| TASK DETAILS |
Transcribe the tail of the listing: start at the line containing "Where can you spot the overcast" and stop after the last line, keeping every character as is and adding nothing.

(Location identification items)
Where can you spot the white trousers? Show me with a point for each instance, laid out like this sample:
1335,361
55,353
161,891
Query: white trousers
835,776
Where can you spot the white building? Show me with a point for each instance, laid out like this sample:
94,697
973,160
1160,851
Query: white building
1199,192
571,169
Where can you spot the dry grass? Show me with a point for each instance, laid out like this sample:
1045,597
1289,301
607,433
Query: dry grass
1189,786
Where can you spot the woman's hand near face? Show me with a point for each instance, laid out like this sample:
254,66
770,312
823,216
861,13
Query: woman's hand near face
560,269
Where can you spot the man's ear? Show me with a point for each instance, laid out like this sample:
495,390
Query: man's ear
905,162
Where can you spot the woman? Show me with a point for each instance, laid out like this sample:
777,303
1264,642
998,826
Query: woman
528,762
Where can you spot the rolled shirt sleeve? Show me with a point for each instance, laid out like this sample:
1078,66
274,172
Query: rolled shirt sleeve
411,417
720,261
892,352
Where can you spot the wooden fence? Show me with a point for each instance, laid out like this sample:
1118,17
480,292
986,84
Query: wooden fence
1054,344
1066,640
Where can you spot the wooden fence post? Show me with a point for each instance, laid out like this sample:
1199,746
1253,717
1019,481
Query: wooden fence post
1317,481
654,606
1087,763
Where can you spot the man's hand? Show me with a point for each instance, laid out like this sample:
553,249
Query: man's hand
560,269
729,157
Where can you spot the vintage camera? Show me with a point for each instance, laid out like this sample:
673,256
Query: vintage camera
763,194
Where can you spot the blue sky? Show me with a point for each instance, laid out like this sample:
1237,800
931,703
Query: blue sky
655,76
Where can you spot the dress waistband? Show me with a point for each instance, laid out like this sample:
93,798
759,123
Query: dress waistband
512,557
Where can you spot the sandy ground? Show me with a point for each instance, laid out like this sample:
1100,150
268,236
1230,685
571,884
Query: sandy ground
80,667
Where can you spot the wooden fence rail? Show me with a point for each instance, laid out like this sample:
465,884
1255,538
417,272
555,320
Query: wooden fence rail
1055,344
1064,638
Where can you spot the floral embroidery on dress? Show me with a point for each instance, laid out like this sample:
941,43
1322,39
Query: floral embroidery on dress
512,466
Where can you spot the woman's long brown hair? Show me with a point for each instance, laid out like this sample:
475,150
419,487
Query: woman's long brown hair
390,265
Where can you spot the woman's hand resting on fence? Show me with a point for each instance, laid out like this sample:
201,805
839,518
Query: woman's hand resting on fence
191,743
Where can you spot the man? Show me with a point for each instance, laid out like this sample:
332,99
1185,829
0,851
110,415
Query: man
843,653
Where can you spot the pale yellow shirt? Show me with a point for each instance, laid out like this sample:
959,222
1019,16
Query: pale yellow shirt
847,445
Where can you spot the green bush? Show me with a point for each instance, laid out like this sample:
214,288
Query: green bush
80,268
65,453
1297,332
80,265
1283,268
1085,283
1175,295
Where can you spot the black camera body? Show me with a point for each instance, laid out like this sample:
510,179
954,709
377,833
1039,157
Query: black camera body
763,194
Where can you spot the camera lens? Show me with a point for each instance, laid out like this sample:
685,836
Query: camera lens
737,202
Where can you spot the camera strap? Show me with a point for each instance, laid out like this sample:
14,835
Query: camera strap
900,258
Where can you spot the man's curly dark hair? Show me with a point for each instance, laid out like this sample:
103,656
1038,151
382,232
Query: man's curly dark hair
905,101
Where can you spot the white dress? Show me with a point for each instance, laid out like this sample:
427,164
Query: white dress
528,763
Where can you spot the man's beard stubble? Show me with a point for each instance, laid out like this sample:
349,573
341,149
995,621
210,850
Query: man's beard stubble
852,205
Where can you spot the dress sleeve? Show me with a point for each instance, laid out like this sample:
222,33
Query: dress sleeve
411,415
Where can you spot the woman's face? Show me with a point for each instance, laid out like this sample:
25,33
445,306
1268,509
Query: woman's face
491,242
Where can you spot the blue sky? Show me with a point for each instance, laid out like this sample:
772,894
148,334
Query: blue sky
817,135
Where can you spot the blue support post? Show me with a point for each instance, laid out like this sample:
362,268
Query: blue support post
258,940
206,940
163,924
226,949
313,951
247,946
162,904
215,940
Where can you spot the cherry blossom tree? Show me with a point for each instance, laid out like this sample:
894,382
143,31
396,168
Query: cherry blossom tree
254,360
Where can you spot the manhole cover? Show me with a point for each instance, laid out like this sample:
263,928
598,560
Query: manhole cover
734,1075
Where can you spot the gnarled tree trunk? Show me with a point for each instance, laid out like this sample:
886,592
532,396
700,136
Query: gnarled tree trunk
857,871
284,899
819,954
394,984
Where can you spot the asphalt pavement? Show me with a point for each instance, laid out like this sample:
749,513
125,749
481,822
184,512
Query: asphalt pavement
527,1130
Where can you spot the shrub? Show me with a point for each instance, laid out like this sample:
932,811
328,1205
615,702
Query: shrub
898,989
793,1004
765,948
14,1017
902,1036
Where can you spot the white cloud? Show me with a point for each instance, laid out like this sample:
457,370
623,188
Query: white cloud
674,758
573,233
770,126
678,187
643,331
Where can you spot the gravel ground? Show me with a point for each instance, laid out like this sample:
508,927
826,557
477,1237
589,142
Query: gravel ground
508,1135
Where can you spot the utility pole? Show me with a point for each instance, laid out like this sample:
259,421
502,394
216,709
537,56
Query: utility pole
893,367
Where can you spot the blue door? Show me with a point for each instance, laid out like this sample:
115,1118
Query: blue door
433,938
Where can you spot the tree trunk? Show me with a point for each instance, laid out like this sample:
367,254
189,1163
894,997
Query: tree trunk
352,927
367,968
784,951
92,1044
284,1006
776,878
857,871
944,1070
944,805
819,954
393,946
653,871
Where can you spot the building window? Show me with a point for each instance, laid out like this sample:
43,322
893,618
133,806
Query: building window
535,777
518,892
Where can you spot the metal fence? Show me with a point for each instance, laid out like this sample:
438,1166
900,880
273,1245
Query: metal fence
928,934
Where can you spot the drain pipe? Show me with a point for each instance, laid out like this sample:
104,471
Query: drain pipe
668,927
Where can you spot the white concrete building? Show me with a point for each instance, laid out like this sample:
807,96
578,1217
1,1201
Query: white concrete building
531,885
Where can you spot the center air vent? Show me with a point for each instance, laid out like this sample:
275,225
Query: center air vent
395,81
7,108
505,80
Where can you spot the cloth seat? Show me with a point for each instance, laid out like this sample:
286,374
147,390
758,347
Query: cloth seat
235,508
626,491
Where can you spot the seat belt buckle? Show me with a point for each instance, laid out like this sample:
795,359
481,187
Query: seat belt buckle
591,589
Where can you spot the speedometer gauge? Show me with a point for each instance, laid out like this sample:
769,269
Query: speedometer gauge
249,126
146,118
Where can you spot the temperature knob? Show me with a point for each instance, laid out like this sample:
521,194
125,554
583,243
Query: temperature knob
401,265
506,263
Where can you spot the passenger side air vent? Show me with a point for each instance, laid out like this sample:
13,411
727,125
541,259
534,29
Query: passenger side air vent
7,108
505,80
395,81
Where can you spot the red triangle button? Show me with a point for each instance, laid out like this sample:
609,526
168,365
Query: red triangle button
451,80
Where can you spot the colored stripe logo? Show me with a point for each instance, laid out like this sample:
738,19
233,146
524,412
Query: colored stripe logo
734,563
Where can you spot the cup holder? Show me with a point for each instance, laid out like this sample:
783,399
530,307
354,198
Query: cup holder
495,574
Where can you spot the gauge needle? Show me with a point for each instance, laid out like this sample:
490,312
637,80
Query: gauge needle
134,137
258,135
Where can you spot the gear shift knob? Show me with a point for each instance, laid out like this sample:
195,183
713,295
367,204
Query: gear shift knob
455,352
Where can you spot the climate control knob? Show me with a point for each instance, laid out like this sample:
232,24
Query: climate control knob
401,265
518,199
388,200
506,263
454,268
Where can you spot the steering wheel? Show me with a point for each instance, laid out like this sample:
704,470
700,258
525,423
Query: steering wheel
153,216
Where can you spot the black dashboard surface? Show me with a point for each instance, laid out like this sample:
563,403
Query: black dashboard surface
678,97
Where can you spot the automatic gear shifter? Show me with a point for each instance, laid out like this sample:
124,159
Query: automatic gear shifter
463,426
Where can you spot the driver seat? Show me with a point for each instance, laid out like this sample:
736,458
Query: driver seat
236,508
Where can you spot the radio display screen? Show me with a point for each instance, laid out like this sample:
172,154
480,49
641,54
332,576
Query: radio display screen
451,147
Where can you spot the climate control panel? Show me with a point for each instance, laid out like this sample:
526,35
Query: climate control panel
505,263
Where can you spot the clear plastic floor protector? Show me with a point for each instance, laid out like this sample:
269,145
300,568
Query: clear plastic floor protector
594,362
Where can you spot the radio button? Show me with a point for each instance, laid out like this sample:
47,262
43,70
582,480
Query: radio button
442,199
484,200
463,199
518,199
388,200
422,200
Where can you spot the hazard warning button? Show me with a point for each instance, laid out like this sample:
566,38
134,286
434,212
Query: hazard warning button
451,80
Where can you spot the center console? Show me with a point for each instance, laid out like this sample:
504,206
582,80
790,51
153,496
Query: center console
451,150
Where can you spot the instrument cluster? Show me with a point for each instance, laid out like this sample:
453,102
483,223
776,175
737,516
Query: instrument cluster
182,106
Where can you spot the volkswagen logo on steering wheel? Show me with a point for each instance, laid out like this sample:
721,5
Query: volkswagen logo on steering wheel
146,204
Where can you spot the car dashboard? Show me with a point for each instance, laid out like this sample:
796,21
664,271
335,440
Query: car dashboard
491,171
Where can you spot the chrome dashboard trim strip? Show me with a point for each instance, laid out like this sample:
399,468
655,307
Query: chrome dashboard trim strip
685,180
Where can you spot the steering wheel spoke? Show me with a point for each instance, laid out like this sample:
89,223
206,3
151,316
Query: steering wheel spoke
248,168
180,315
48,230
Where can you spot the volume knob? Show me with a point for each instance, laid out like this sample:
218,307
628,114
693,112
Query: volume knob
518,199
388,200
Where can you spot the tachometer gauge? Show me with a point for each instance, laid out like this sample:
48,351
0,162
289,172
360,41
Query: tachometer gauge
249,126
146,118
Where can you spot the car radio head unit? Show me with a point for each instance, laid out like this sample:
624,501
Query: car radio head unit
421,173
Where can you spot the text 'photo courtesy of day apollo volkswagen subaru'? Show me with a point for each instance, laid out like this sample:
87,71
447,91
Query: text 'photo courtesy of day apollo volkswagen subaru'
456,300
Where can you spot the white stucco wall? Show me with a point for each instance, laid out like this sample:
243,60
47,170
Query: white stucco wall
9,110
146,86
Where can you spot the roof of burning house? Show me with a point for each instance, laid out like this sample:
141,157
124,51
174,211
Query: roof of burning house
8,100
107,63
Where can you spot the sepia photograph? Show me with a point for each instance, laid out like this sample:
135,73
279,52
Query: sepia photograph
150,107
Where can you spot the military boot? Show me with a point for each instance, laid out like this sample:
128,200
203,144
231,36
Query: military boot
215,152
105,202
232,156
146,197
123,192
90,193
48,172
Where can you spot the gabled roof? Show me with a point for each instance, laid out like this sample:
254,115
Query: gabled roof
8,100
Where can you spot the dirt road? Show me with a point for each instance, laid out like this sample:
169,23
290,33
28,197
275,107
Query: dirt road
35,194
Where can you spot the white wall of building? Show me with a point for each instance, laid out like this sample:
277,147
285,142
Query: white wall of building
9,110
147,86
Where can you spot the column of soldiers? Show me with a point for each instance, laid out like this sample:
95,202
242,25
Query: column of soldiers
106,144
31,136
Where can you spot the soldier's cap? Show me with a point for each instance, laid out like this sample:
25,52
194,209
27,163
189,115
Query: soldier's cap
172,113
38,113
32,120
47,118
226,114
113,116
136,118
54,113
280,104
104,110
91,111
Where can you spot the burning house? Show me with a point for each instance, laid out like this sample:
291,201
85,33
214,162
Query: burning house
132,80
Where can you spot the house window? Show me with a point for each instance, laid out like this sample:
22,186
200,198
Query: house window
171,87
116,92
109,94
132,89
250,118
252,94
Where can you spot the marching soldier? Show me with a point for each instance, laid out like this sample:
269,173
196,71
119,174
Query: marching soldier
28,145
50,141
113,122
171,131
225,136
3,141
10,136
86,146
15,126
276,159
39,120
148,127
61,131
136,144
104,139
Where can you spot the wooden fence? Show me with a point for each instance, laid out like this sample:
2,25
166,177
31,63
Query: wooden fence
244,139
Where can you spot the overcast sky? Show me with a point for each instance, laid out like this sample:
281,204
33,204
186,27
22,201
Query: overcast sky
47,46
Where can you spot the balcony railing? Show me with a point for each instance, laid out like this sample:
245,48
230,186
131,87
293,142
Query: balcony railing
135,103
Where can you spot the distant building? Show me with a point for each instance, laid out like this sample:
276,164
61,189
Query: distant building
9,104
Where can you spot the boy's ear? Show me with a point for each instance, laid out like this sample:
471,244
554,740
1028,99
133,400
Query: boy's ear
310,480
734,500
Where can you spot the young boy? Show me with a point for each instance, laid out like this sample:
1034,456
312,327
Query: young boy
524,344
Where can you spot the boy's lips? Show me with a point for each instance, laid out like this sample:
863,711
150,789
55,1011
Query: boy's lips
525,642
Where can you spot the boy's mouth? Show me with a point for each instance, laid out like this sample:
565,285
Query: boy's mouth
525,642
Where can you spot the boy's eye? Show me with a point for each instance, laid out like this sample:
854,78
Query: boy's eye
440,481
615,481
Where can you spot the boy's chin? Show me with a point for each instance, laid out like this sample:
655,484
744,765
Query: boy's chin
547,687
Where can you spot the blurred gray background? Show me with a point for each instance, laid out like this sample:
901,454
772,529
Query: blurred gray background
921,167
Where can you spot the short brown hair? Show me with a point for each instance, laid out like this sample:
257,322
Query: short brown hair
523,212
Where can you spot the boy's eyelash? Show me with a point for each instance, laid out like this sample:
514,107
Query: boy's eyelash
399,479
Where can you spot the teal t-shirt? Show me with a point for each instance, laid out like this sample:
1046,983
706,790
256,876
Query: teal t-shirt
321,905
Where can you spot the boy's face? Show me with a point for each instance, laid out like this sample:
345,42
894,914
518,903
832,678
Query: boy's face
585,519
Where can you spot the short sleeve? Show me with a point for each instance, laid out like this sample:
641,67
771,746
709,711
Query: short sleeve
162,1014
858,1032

| THE RESULT |
Where can you spot the overcast sky? Show me with a point for each instance, laid out like this sample:
281,204
33,204
186,27
22,201
Query: overcast sky
47,46
Where can you spot the balcony railing? Show me with a point for each instance, laid out like this sample:
245,48
230,186
131,87
293,142
Query: balcony railing
135,103
Where can you spot the distant building? Show me with a point for each instance, laid out like this sample:
276,164
61,189
Query: distant building
9,104
Where can you spot the boy's ear? Show me with a point for each instance, laid out like this sample:
471,244
554,740
1028,99
133,400
Query: boy's ear
310,480
734,500
Where can you spot the young boy? Show me with a point for each instance, laid out like this sample:
1034,456
312,327
Query: young boy
524,344
Where can you spot the boy's lips? Show me with a point for each instance, laid out like this sample:
863,711
150,789
55,1011
Query: boy's lips
525,642
Where can you spot the boy's mouth? Show me with a point for each instance, laid out like this sample:
565,285
Query: boy's mouth
525,642
Where can you spot the boy's eye? Show me with a point for each instance, laid out like this sample:
854,78
Query: boy's eye
440,481
615,481
Where can you spot the boy's chin? Show me with a point for each instance, laid out like this sample:
655,484
744,765
Query: boy's chin
547,687
Where can you spot the blurred gray background? Show me with a point for each instance, laid out like this sample:
901,454
772,529
Query: blurred gray background
921,167
Where can you spot the short brown hair? Show me with a point for each instance, laid out like this sample:
257,322
Query: short brown hair
523,212
Where can you spot the boy's eyelash? Show me with a point for each instance, laid out like this sample:
514,107
Query: boy's eyelash
399,479
Where can you spot the teal t-shirt? Show me with a point for each instance, laid out like this sample:
1046,983
706,790
256,876
Query: teal t-shirt
321,905
Where can you spot the boy's face? Show me with a point for each instance, laid out like this sample:
345,42
894,914
518,903
832,678
Query: boy's face
585,519
Where can you spot the short sleeve? Show me with a point for each instance, laid out like this sample:
641,67
771,746
709,711
Query: short sleeve
162,1014
858,1032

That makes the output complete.